*TASK DESCRIPTION*.
Retype every line from the one containing "task | identify every instance of the skin" through the last line of the records below, both included; leave out the pictures.

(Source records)
>> start
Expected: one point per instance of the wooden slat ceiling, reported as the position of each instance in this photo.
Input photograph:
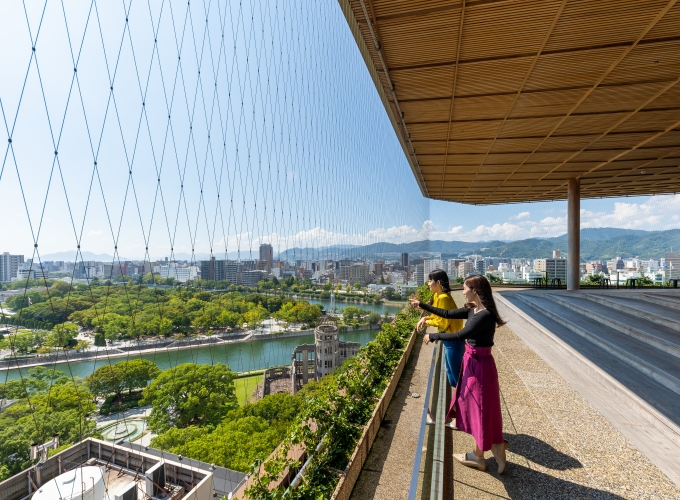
(500, 101)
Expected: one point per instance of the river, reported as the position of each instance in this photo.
(380, 309)
(240, 356)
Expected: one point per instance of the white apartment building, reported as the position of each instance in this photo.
(180, 273)
(430, 265)
(9, 266)
(529, 274)
(552, 268)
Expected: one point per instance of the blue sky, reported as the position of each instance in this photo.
(276, 134)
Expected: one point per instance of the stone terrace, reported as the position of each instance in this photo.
(560, 445)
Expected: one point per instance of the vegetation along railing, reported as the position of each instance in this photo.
(346, 414)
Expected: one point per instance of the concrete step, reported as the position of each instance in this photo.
(661, 299)
(641, 329)
(646, 412)
(655, 363)
(656, 313)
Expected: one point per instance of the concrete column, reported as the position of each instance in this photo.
(573, 234)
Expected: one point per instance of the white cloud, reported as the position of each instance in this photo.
(521, 215)
(656, 213)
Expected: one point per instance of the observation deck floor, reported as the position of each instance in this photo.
(560, 445)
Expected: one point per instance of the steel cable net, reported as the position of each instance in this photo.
(144, 140)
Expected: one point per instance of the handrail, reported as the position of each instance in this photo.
(415, 473)
(439, 445)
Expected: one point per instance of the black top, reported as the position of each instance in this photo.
(478, 330)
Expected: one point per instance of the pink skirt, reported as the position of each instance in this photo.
(477, 402)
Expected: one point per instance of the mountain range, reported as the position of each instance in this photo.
(596, 243)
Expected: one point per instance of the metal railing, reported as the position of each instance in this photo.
(427, 476)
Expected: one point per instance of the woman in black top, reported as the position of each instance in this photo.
(477, 404)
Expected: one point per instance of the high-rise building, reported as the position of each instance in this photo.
(671, 265)
(358, 273)
(430, 265)
(208, 269)
(267, 256)
(466, 268)
(266, 252)
(9, 266)
(552, 268)
(420, 274)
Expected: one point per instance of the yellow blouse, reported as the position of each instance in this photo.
(445, 301)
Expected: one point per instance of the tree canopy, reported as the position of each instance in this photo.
(190, 394)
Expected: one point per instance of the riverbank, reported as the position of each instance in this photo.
(166, 346)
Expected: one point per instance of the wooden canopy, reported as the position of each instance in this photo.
(501, 101)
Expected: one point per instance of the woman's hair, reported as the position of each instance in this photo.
(481, 285)
(442, 277)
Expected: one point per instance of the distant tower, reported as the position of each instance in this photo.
(327, 346)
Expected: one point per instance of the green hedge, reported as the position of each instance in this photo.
(340, 412)
(129, 401)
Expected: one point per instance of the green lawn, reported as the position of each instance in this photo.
(245, 387)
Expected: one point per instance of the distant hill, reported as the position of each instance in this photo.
(605, 243)
(596, 243)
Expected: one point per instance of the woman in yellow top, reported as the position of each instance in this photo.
(438, 281)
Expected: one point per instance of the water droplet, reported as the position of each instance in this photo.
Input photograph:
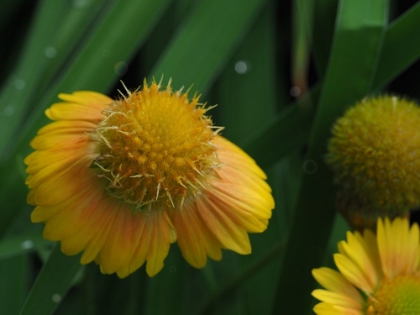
(19, 84)
(56, 297)
(8, 111)
(27, 244)
(50, 52)
(120, 68)
(79, 3)
(310, 166)
(241, 67)
(295, 91)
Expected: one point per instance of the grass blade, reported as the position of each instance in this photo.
(357, 44)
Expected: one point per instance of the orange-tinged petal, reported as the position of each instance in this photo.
(68, 111)
(226, 231)
(117, 247)
(67, 126)
(89, 98)
(352, 272)
(194, 237)
(159, 245)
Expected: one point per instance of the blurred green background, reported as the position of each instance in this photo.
(280, 71)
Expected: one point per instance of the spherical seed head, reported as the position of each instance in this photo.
(155, 146)
(375, 154)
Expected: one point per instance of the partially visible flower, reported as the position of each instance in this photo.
(121, 180)
(378, 274)
(375, 156)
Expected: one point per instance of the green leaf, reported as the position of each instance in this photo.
(203, 44)
(400, 50)
(17, 245)
(52, 283)
(91, 70)
(14, 275)
(357, 45)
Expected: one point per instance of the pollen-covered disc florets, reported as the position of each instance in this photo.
(155, 146)
(375, 154)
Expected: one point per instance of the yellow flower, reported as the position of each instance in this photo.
(375, 156)
(378, 274)
(122, 179)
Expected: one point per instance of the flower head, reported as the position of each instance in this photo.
(122, 179)
(375, 155)
(378, 274)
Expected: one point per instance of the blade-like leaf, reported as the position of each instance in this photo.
(52, 283)
(357, 44)
(204, 44)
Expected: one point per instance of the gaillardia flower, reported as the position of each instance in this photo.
(120, 180)
(379, 274)
(375, 156)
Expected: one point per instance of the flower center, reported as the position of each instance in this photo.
(155, 146)
(397, 296)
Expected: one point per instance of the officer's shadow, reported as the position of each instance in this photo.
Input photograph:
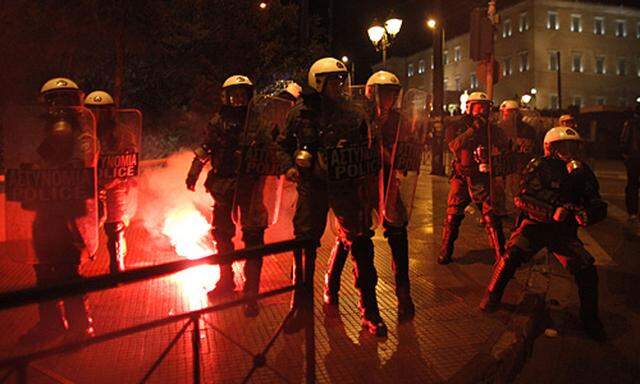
(347, 360)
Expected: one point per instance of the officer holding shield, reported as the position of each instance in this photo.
(329, 148)
(383, 90)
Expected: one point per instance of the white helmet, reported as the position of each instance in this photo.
(564, 119)
(62, 92)
(99, 99)
(237, 80)
(323, 67)
(380, 78)
(59, 84)
(294, 89)
(509, 104)
(561, 134)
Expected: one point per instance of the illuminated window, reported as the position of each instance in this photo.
(524, 61)
(621, 67)
(474, 81)
(600, 65)
(506, 67)
(577, 101)
(553, 61)
(552, 20)
(576, 63)
(621, 28)
(506, 28)
(598, 25)
(576, 23)
(523, 22)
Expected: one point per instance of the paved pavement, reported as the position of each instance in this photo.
(448, 341)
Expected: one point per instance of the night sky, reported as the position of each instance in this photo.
(353, 17)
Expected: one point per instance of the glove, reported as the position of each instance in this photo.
(292, 175)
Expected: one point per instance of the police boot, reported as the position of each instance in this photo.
(335, 266)
(302, 299)
(50, 325)
(493, 226)
(450, 233)
(366, 280)
(76, 310)
(587, 282)
(252, 271)
(225, 285)
(399, 244)
(116, 245)
(503, 271)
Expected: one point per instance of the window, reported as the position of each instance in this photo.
(552, 20)
(598, 25)
(524, 61)
(523, 22)
(621, 28)
(576, 23)
(600, 65)
(577, 101)
(576, 63)
(622, 67)
(506, 67)
(474, 81)
(553, 61)
(506, 28)
(457, 53)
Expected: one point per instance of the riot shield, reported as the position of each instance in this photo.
(50, 185)
(403, 156)
(352, 158)
(120, 135)
(259, 182)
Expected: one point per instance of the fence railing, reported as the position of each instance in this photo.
(19, 364)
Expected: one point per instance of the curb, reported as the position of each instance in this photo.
(504, 356)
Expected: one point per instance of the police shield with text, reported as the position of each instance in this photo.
(259, 180)
(51, 207)
(402, 134)
(334, 157)
(119, 134)
(558, 194)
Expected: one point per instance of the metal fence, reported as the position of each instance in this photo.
(18, 365)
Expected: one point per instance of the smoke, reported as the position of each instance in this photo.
(168, 210)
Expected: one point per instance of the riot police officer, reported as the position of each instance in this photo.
(470, 180)
(558, 194)
(383, 90)
(63, 231)
(115, 192)
(325, 121)
(221, 147)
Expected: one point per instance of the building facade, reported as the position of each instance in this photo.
(599, 48)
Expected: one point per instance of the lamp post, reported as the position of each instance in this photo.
(382, 35)
(437, 150)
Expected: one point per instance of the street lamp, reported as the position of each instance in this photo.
(382, 35)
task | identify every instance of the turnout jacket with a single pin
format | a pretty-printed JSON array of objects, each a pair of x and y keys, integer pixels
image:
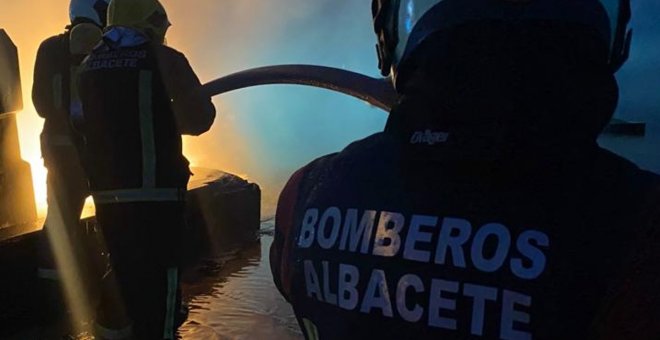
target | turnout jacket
[
  {"x": 448, "y": 232},
  {"x": 138, "y": 99},
  {"x": 52, "y": 91}
]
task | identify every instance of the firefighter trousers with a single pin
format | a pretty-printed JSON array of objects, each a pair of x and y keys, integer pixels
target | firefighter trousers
[{"x": 140, "y": 294}]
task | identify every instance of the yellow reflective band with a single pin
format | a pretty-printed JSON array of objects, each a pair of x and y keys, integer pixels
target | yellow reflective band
[
  {"x": 113, "y": 334},
  {"x": 147, "y": 131},
  {"x": 58, "y": 140},
  {"x": 172, "y": 285},
  {"x": 139, "y": 195},
  {"x": 310, "y": 328},
  {"x": 48, "y": 274}
]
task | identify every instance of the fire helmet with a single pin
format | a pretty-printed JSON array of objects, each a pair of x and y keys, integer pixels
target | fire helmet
[
  {"x": 93, "y": 11},
  {"x": 403, "y": 25},
  {"x": 147, "y": 16}
]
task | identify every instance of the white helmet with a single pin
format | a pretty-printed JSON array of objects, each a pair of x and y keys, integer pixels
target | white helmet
[
  {"x": 94, "y": 11},
  {"x": 402, "y": 25}
]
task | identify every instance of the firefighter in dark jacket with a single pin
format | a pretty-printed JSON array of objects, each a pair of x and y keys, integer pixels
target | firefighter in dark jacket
[
  {"x": 486, "y": 209},
  {"x": 139, "y": 96},
  {"x": 55, "y": 98}
]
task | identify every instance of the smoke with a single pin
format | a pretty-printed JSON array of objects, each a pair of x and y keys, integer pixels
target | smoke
[{"x": 267, "y": 133}]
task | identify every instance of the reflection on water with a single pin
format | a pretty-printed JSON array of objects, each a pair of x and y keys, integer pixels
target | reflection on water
[{"x": 233, "y": 297}]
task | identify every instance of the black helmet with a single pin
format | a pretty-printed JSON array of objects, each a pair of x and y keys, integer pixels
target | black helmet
[{"x": 402, "y": 25}]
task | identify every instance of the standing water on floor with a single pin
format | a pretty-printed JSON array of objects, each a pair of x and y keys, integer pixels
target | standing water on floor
[{"x": 233, "y": 297}]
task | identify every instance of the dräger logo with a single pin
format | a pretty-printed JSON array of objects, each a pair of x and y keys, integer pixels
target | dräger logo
[{"x": 429, "y": 137}]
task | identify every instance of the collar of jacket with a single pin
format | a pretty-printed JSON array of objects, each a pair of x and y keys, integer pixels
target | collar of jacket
[{"x": 118, "y": 37}]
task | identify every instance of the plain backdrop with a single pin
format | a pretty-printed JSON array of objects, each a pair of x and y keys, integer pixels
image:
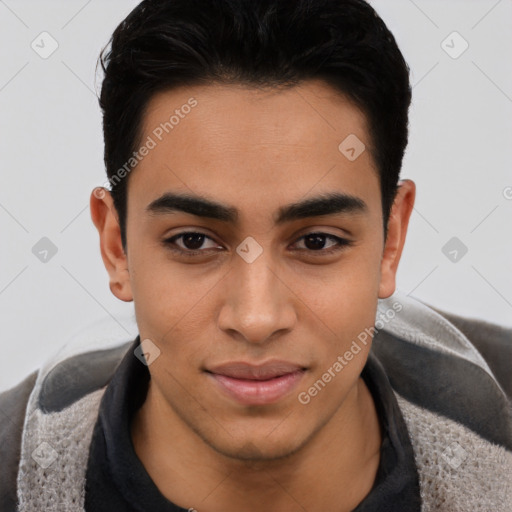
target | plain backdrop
[{"x": 51, "y": 150}]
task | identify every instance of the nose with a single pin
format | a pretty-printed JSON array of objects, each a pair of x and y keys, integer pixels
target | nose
[{"x": 258, "y": 305}]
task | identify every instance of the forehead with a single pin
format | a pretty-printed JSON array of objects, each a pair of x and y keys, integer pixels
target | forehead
[{"x": 268, "y": 146}]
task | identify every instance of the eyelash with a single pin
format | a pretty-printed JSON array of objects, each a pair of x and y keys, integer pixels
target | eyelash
[{"x": 342, "y": 244}]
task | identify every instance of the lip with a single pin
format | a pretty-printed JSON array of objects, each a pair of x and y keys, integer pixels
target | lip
[{"x": 250, "y": 384}]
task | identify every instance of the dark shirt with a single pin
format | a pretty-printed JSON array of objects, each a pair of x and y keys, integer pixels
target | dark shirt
[{"x": 117, "y": 481}]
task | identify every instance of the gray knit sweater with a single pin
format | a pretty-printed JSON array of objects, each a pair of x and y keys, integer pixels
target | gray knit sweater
[{"x": 452, "y": 378}]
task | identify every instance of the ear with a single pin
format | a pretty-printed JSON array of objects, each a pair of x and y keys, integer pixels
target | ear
[
  {"x": 105, "y": 218},
  {"x": 395, "y": 240}
]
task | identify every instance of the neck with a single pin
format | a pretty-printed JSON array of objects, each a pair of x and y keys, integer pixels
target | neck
[{"x": 334, "y": 470}]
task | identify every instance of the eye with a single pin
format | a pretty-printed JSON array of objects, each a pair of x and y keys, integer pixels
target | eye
[
  {"x": 192, "y": 241},
  {"x": 315, "y": 243}
]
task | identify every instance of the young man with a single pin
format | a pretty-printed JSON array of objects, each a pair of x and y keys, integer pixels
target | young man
[{"x": 256, "y": 219}]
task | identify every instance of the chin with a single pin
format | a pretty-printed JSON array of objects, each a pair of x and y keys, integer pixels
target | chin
[{"x": 258, "y": 446}]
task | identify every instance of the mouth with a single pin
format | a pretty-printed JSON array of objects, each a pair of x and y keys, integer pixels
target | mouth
[{"x": 263, "y": 384}]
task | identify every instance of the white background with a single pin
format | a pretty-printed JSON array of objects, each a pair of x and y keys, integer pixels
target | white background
[{"x": 459, "y": 155}]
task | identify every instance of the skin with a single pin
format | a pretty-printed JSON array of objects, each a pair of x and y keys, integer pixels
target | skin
[{"x": 255, "y": 151}]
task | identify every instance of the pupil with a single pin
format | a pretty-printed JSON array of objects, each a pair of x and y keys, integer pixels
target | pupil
[
  {"x": 317, "y": 244},
  {"x": 197, "y": 244}
]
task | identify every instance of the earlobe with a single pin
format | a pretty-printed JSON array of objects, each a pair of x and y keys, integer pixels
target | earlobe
[
  {"x": 104, "y": 217},
  {"x": 397, "y": 231}
]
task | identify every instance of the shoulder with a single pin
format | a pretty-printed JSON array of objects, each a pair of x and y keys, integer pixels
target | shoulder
[
  {"x": 57, "y": 386},
  {"x": 12, "y": 414},
  {"x": 455, "y": 367}
]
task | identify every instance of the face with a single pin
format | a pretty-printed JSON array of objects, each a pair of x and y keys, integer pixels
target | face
[{"x": 251, "y": 298}]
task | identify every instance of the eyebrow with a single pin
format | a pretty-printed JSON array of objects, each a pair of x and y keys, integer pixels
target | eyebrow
[{"x": 324, "y": 204}]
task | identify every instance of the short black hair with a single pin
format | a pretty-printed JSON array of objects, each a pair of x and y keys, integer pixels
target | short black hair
[{"x": 163, "y": 44}]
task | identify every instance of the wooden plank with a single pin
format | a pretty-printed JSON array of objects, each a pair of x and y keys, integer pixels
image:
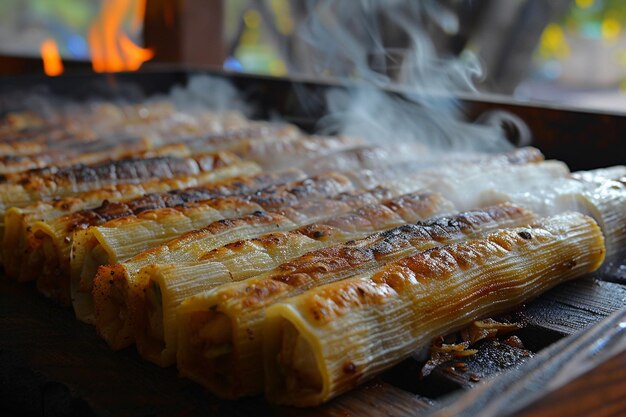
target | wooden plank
[
  {"x": 564, "y": 364},
  {"x": 493, "y": 357}
]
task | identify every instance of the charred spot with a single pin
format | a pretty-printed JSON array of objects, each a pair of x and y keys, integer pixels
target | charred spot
[{"x": 349, "y": 368}]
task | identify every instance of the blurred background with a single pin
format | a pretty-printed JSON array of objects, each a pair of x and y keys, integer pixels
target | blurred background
>> end
*TASK ANSWER*.
task | identify every instance of the skin with a single pin
format | a pretty-printed JSON array of objects, each a pair of x and y keys, integer pixels
target | skin
[{"x": 255, "y": 151}]
task | identify every instance of the pupil with a single pin
format | a pretty-printed JSON array of objects, each a pair of x and y keys, integer pixels
target | pupil
[
  {"x": 317, "y": 244},
  {"x": 197, "y": 244}
]
task | identify every instance of the earlobe with a single pin
format | a pretty-printed JSON array of objects, each a pair of x and y keys, integer pixels
target | earlobe
[
  {"x": 104, "y": 217},
  {"x": 397, "y": 231}
]
task | identify every instance of the shoulder with a single pin
format | a pretty-printed JSON array of objects, each a pair of x and y keys, integer pixels
target | shoulder
[
  {"x": 57, "y": 386},
  {"x": 12, "y": 414},
  {"x": 455, "y": 367}
]
task | identify every instance of the face with a single pin
format | a pretty-printed JSON array of objects, each a pair of x and y keys, integer pixels
target | face
[{"x": 251, "y": 298}]
task | identify every instance of the eyebrow with a single pin
format | a pretty-printed JSON array of objects, each a pair of x and y keys, integer pixels
target | eyebrow
[{"x": 324, "y": 204}]
task | identify every instance of the short black hair with a single pin
format | a pretty-printed JSON array of objects, each a pair of x and y keys, integer pixels
target | short black hair
[{"x": 163, "y": 44}]
task | identify every instance of the wooden plank with a single pin
format | a pretty-printed JSON array of objects, each a pair of x and y keys, integer pixels
image:
target | wooden plank
[
  {"x": 564, "y": 364},
  {"x": 493, "y": 357}
]
task | identify every instance of the charred spot with a single pin
format | a pretty-printed JSON array of objects, each a pair of x and y keys, integer pixels
target | charred spot
[{"x": 349, "y": 368}]
task | identify every instance of the blurred background with a single pin
format | a pretty-printed JSON array of objects, each a pair of x and y keys, integer pixels
target | blurred background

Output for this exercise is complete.